▸ TASK STATEMENT
Give the number of lines in this listing that hold "below". No other words belong in the reply.
☆ ☆ ☆ ☆ ☆
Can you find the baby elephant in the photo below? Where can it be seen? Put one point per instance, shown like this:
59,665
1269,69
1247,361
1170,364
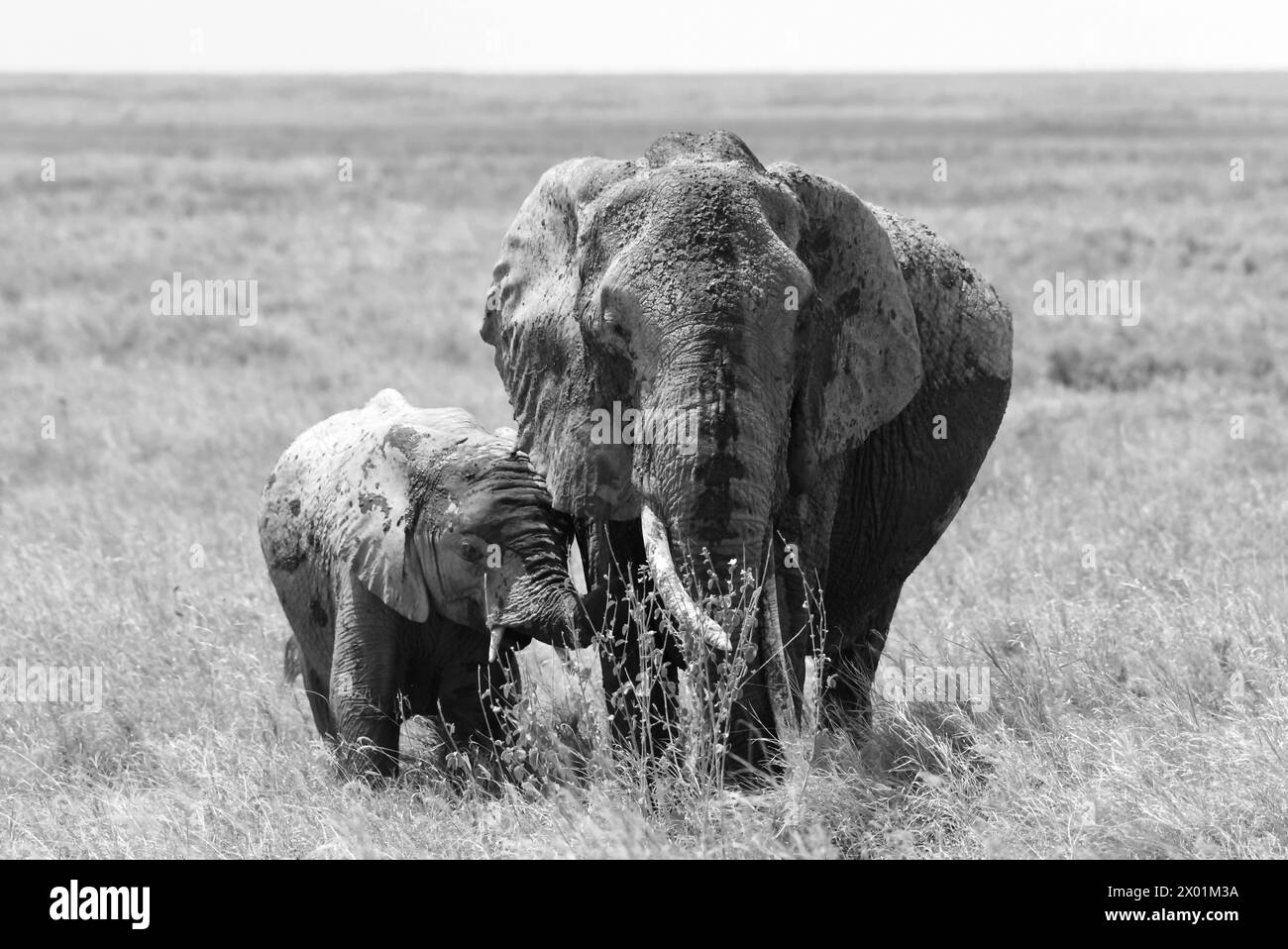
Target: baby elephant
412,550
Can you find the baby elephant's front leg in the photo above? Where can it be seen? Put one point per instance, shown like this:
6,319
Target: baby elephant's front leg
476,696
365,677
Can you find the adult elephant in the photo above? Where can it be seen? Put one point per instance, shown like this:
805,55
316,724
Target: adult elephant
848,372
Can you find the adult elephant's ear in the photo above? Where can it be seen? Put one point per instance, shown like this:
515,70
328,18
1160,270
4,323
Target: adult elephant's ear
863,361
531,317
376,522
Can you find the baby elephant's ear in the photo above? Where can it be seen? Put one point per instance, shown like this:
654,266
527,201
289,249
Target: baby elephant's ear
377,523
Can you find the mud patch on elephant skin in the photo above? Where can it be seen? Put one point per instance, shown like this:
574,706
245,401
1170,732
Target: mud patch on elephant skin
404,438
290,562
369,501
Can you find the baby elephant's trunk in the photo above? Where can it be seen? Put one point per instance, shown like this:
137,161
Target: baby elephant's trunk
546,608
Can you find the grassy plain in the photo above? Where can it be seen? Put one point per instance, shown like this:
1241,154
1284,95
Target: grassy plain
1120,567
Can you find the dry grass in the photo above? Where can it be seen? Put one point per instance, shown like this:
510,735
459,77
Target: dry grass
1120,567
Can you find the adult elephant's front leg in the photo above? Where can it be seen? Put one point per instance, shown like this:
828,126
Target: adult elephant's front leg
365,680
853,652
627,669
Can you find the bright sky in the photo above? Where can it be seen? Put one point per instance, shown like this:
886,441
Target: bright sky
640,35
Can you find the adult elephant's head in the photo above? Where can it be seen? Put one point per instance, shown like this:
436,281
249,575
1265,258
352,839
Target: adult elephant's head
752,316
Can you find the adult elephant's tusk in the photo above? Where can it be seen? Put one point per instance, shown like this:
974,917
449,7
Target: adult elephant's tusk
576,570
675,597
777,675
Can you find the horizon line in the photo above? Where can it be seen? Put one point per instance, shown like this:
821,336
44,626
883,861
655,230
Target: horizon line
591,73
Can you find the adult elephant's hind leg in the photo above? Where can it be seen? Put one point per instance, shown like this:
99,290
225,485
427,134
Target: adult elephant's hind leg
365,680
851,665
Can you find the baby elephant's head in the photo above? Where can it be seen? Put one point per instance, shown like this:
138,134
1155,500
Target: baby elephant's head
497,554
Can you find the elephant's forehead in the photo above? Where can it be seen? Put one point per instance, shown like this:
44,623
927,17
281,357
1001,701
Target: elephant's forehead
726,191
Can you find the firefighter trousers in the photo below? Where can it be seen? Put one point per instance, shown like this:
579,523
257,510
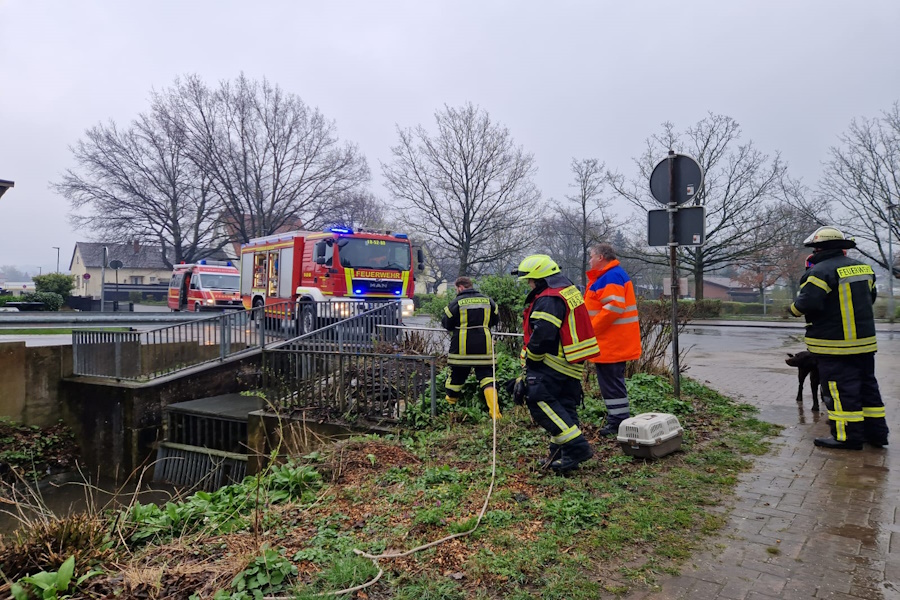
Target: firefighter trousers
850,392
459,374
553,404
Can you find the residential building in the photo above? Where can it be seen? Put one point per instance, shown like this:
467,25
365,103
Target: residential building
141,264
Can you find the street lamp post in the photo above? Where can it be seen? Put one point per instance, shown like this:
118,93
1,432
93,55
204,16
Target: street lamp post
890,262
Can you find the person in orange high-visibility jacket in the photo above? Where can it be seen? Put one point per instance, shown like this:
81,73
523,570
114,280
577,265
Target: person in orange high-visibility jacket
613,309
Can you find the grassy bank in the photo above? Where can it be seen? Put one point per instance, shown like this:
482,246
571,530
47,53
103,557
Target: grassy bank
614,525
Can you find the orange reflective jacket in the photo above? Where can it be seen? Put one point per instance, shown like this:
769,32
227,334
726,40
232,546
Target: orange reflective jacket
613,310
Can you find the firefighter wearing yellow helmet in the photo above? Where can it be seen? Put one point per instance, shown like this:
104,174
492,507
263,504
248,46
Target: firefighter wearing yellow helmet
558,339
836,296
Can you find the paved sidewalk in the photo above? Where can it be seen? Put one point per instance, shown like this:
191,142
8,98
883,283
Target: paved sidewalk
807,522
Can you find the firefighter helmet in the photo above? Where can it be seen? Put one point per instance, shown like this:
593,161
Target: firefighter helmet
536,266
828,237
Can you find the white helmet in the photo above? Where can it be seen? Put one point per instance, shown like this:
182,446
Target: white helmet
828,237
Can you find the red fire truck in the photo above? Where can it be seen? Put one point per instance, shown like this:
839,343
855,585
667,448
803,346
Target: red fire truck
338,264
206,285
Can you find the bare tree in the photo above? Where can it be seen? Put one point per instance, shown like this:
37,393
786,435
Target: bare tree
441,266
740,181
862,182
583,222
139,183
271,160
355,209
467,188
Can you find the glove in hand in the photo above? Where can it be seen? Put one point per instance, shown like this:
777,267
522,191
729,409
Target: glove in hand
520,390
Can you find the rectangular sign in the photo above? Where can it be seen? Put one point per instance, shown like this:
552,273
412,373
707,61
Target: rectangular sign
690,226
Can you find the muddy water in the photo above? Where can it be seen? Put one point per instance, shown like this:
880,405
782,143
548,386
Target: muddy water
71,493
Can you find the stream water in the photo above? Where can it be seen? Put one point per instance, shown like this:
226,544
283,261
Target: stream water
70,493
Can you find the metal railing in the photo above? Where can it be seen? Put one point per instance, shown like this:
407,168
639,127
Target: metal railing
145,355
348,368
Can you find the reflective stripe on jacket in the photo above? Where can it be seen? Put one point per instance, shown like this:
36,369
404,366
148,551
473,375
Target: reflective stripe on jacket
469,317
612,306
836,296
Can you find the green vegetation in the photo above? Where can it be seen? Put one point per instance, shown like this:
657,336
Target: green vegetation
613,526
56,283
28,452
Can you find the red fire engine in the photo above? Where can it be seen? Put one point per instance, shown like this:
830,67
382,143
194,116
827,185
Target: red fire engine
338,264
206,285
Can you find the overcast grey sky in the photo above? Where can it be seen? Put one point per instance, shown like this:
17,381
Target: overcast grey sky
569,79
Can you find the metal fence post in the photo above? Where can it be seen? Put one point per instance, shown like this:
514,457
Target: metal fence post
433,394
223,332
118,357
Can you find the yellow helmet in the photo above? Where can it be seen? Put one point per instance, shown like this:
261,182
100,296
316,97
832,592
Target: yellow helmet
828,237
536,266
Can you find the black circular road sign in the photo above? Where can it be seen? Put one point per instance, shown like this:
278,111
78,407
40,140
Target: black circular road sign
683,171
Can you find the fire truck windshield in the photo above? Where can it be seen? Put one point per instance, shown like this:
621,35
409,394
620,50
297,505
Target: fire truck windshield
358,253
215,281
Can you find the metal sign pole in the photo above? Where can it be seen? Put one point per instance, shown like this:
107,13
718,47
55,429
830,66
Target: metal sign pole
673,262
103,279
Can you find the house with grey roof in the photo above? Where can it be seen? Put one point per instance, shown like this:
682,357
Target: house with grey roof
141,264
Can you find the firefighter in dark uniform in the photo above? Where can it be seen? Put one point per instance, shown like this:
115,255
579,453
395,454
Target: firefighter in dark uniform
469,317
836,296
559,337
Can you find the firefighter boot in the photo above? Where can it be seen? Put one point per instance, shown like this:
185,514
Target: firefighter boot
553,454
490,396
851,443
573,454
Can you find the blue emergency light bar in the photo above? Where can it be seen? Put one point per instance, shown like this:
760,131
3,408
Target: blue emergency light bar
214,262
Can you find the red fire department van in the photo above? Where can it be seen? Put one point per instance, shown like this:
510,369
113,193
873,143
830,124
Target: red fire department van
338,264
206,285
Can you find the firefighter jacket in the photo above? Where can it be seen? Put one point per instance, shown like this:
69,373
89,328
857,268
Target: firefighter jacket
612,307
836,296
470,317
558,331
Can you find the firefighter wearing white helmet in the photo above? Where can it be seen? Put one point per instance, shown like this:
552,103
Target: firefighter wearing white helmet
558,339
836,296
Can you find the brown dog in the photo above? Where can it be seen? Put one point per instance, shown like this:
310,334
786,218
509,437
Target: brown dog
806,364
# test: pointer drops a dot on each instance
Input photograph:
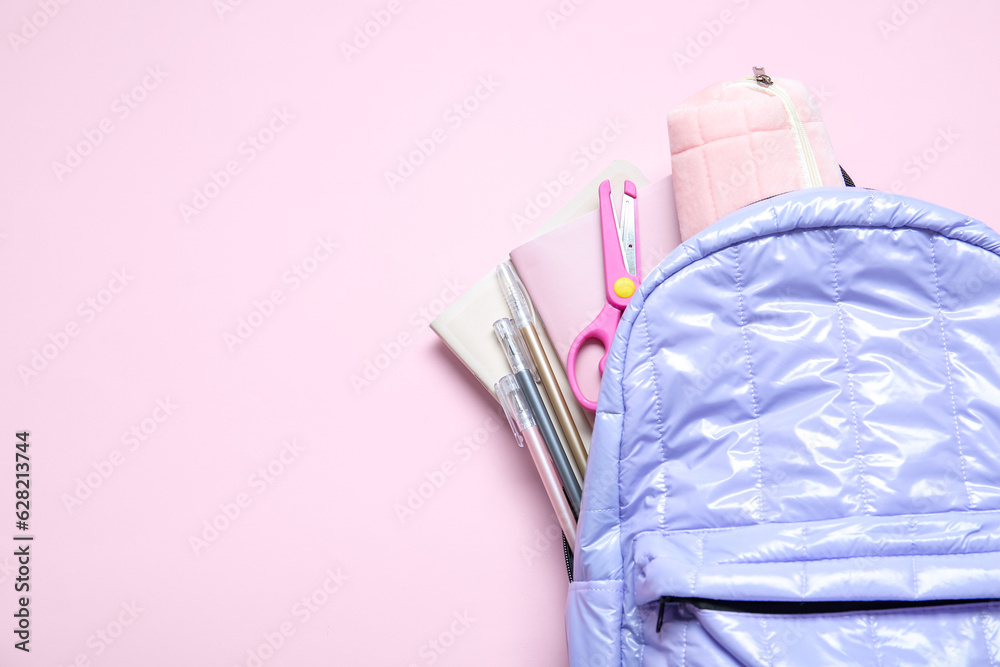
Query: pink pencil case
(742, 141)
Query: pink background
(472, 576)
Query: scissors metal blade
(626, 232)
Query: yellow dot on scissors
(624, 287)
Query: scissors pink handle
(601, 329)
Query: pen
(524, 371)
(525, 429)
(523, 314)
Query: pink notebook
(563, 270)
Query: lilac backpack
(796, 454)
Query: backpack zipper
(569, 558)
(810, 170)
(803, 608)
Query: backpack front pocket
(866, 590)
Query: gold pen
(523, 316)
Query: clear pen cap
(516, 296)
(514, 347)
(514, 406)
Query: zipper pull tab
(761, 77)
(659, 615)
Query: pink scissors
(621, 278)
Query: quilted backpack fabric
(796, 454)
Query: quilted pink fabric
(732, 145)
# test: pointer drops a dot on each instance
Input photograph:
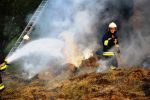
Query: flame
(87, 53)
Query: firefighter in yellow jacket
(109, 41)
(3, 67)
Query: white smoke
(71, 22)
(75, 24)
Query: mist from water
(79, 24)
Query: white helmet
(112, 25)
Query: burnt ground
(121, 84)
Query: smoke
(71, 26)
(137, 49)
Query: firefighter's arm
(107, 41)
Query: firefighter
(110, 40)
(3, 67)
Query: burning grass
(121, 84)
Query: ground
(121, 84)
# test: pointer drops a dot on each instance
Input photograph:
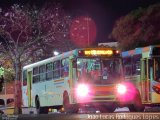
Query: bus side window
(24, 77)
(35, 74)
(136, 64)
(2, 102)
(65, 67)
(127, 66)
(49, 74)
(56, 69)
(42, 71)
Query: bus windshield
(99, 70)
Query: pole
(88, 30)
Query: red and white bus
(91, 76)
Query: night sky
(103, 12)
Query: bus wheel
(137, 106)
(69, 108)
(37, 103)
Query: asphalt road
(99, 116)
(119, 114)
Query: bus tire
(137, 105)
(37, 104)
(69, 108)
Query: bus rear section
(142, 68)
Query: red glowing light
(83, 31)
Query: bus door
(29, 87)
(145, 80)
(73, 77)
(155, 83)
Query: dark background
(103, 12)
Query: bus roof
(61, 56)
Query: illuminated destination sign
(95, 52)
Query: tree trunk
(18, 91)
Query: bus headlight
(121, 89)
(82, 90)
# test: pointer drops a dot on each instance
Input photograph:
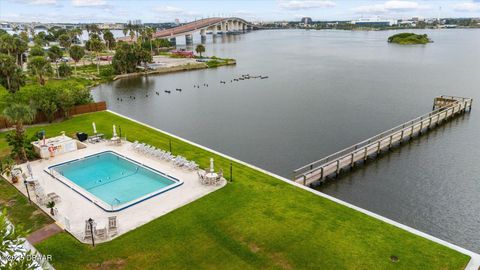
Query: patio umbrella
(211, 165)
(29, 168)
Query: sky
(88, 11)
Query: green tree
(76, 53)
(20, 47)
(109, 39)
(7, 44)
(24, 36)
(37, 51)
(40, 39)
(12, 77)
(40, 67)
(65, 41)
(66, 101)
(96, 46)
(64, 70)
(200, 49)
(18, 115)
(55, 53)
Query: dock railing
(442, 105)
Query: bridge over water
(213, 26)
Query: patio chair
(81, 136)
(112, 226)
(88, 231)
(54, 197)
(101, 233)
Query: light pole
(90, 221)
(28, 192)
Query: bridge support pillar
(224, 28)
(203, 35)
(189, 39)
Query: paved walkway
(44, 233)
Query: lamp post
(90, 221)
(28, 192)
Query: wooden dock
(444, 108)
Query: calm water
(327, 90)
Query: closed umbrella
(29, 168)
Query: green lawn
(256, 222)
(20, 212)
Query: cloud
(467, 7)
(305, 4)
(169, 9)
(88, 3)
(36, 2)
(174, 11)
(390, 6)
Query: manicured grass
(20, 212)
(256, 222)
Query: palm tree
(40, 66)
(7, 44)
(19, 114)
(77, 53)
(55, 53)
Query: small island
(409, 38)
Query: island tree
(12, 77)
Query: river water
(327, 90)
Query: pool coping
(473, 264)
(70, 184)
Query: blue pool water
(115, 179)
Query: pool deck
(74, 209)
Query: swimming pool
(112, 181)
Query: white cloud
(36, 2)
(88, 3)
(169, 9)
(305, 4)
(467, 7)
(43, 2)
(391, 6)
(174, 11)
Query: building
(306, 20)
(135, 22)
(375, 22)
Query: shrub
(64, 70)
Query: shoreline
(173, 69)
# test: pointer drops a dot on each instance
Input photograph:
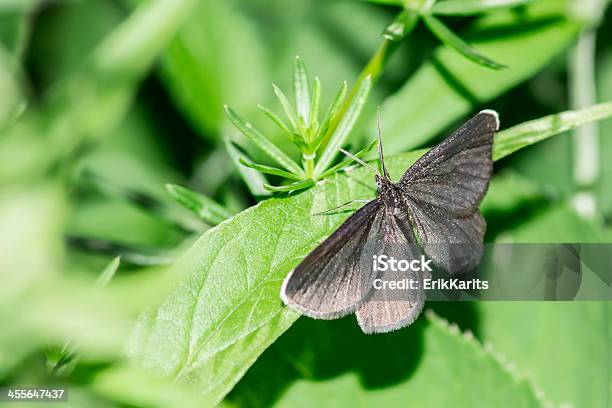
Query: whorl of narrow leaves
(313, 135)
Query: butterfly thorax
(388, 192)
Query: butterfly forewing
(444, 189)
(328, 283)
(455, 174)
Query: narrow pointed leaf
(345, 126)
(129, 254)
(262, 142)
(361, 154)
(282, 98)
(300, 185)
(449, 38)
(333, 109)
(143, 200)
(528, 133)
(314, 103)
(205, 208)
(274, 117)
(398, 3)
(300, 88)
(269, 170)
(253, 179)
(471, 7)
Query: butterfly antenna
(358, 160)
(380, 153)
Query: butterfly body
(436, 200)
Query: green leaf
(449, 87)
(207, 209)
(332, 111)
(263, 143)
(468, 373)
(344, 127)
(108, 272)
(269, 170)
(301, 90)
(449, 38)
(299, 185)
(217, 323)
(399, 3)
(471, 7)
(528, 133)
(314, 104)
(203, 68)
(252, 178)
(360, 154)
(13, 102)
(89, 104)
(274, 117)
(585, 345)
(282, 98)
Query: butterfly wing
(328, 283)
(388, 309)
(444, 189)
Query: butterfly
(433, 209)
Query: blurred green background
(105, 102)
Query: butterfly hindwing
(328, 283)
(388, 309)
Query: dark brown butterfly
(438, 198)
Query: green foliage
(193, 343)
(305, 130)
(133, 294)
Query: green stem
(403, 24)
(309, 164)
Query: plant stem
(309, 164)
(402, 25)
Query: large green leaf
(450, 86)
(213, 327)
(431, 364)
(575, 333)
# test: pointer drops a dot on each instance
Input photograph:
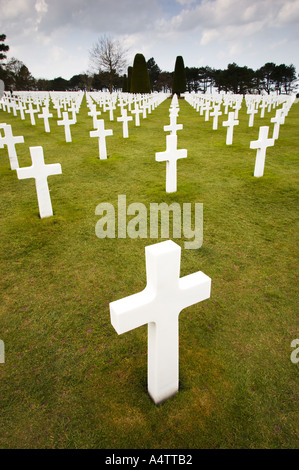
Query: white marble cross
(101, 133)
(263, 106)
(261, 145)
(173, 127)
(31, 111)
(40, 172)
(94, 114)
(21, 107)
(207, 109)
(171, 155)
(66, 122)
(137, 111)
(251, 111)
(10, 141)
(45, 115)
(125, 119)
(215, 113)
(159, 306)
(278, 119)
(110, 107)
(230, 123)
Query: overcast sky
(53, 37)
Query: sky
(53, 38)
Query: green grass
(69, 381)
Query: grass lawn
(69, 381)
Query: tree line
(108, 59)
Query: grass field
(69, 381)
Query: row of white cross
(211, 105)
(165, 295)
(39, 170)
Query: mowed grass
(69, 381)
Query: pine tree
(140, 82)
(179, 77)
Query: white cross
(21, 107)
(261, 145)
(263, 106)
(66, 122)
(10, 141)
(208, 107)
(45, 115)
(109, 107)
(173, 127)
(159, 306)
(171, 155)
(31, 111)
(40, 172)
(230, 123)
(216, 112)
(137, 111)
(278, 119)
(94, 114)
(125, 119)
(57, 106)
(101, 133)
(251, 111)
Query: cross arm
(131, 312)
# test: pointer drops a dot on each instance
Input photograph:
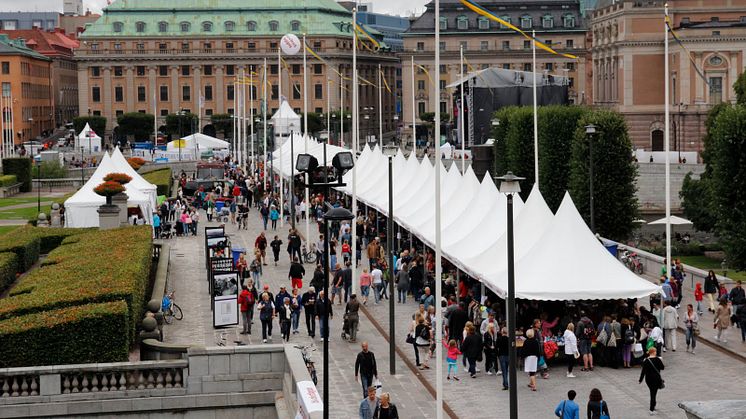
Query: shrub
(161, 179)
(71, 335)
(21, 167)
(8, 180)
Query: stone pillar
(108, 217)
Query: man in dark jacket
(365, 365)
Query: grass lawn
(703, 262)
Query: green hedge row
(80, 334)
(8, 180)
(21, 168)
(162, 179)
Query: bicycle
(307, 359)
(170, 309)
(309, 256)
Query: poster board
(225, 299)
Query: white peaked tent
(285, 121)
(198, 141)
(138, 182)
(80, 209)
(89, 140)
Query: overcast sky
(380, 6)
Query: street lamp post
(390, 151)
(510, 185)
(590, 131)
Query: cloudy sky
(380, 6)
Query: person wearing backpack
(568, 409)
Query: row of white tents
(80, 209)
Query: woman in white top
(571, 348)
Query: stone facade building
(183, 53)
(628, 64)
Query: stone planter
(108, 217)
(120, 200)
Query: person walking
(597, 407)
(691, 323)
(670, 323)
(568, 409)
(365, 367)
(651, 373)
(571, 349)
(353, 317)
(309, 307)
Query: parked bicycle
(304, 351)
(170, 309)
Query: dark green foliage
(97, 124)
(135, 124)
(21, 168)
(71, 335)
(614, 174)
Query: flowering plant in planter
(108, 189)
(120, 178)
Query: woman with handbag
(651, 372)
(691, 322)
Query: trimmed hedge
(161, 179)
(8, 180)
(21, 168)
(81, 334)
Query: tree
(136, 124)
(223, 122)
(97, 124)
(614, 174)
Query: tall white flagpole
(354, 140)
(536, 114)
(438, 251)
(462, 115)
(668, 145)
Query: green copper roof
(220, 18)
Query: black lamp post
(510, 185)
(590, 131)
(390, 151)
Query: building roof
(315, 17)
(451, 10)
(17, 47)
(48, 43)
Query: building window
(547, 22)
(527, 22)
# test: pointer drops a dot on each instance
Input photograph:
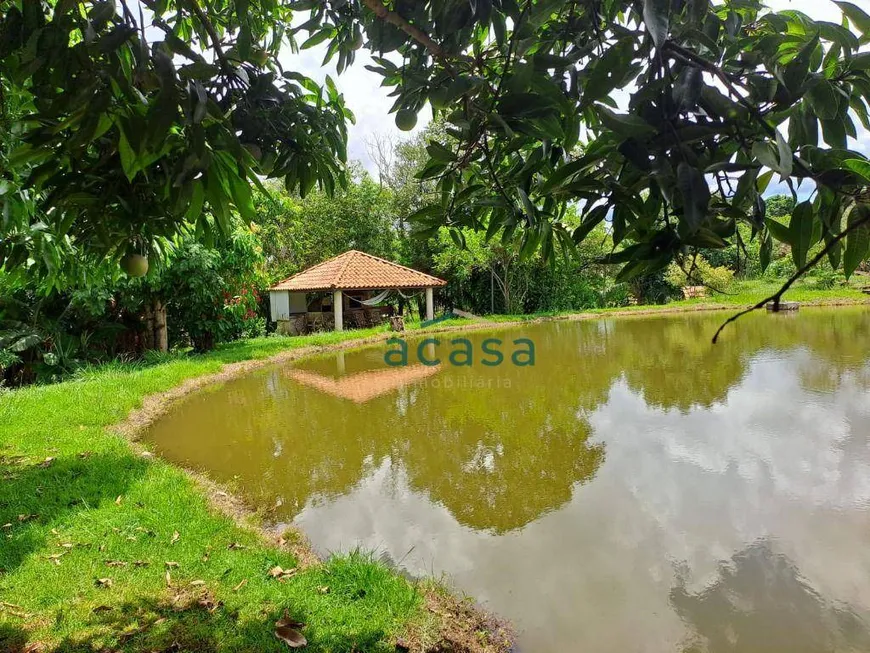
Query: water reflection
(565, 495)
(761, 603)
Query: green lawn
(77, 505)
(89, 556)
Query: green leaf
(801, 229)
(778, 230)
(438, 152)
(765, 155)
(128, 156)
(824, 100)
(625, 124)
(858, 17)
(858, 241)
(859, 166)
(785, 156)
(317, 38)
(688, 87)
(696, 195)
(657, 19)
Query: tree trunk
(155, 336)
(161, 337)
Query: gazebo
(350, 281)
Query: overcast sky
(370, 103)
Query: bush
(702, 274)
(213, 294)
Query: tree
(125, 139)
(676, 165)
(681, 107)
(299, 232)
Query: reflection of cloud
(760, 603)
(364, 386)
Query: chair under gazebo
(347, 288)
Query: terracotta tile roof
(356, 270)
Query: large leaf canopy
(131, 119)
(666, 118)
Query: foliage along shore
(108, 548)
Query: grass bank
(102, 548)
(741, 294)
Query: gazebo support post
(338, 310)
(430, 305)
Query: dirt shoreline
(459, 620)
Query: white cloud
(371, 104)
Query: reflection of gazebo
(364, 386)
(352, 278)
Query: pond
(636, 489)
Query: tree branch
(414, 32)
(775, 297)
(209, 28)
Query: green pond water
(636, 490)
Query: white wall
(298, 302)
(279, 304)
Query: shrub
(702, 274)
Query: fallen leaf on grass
☆ ☆ ☆ ☆ ☆
▸ TASK SOLUTION
2